Friday, August 3, 2012

Leonidas Twice

Leonidas! The Hero of Thermopylae. In 480 BC he would defy an army half a million strong. 

But who was he?

The Leonidas Trilogy tells his story in three novels. From his boyhood in the infamous Spartan agoge to the final stand of the 300 at Thermopylae, I have sought to bring Leonidas and his wife Gorgo to life. To explain them. To understand them. To give them substance and spirit.

This is Sparta! As you've never seen it before. The Leonidas Trilogy - A Video Teaser.


Leonidas and the Kings of Sparta: Mightiest Warriors, Fairest Kingdom by Alfred S. Bradford is in contrast about the history of Sparta from its founding to its ignominious end. Here's my commentary:


Leonidas and the Kings of Sparta by Alfred S. Bradford – A Review
It is human nature that reactions are often governed by expectations, so my disappointment with Alfred S. Bradford’s history of Sparta, Leonidas and the Kings of Sparta: Mightiest Warriors, Fairest Kingdom, was largely my own fault.  The title and jacket description, not to mention Bradford’s qualifications as a professor of ancient history at the University of Oklahoma, led me to expect too much. I had hoped for a work that provided insight on the role of Sparta’s kings in Sparta’s long history, perhaps an analysis of evolving constitutional conflict between the kings, the Gerousia, Assembly, and Ephors.  Certainly, I hoped for some new, unfamiliar descriptions and details about the personalities of Sparta’s most famous kings.

Instead, Bradford has done little more than collect the familiar stories told about Sparta from a wide range of sources and line them up in chronological order.  Even this is a tall order, and Bradford is to be commended for having covered nearly a thousand years of history in just 226 pages without for a moment dropping the pace or losing direction. Also to be applauded is Bradford’s care to mention Sparta’s literary and artistic achievements, and his even-handed treatment of the Peloponnesian War.  Altogether, his commentary improved in quality with the quality of his (later) sources.

Provided material:
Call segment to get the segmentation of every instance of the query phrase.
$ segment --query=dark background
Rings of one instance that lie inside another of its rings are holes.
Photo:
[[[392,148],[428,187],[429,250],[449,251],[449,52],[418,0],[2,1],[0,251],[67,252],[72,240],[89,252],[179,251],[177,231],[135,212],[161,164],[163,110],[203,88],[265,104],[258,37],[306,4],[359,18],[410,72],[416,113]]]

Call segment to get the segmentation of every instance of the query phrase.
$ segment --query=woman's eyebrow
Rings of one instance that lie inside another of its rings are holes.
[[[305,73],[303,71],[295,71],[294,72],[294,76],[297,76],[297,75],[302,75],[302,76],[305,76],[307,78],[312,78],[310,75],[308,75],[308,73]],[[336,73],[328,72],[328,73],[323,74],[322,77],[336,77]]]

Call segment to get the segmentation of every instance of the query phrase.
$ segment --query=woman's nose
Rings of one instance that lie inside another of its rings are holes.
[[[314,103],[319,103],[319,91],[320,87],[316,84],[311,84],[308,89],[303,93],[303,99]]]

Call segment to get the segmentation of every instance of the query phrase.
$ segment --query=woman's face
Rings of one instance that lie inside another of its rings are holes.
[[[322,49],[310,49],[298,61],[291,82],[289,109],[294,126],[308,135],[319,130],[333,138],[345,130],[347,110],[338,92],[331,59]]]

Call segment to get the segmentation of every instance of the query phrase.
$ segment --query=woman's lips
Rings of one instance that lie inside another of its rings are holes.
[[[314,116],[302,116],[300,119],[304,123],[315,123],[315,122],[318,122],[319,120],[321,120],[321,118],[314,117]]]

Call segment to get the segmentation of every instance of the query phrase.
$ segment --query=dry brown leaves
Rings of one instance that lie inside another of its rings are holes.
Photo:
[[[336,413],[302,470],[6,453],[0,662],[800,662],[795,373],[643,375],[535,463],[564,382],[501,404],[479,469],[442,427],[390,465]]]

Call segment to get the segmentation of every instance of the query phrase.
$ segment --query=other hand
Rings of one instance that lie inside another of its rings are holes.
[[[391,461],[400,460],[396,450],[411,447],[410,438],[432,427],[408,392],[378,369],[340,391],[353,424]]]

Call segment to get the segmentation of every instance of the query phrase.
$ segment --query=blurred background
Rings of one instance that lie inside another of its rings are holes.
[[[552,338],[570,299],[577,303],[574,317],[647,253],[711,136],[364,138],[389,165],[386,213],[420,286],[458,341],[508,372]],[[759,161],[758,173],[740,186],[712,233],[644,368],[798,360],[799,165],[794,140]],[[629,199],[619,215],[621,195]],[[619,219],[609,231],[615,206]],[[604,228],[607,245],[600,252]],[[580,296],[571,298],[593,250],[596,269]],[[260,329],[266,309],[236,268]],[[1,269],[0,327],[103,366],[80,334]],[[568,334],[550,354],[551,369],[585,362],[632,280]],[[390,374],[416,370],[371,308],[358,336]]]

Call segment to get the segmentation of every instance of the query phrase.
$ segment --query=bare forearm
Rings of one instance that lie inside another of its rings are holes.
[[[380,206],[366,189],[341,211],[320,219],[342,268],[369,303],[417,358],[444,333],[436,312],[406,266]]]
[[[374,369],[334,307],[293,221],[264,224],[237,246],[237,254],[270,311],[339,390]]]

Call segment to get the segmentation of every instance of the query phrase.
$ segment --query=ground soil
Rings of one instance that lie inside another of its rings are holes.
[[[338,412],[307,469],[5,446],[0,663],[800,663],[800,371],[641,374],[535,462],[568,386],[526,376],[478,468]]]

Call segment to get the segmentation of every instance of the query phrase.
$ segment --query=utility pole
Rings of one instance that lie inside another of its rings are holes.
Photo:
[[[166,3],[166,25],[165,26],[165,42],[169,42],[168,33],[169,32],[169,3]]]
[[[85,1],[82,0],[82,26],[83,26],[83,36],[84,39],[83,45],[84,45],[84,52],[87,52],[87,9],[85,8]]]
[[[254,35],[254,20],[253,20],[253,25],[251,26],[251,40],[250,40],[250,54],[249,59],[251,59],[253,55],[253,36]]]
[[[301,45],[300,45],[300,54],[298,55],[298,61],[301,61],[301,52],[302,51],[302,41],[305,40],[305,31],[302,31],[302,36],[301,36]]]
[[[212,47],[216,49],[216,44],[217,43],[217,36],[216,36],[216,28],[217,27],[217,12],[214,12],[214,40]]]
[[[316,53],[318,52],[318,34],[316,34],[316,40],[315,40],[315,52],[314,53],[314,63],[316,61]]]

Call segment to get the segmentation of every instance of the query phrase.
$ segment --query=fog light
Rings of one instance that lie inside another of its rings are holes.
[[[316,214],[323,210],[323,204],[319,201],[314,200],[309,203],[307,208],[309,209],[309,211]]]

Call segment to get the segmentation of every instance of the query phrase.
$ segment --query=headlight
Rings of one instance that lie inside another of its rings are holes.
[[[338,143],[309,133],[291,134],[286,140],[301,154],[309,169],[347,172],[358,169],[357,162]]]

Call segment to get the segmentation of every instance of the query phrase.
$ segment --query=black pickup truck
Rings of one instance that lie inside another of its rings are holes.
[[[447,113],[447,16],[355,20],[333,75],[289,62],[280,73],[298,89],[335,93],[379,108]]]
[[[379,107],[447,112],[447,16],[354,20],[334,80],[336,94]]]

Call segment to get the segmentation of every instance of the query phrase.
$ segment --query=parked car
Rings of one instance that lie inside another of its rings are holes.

Aim: Return, word for word, the part of the Leonidas text between "Instead, Bradford has" and "his (later) sources.", inclusive.

Complete answer:
Instead, Bradford has done little more than collect the familiar stories told about Sparta from a wide range of sources and line them up in chronological order.  Even this is a tall order, and Bradford is to be commended for having covered nearly a thousand years of history in just 226 pages without for a moment dropping the pace or losing direction. Also to be applauded is Bradford’s care to mention Sparta’s literary and artistic achievements, and his even-handed treatment of the Peloponnesian War.  Altogether, his commentary improved in quality with the quality of his (later) sources.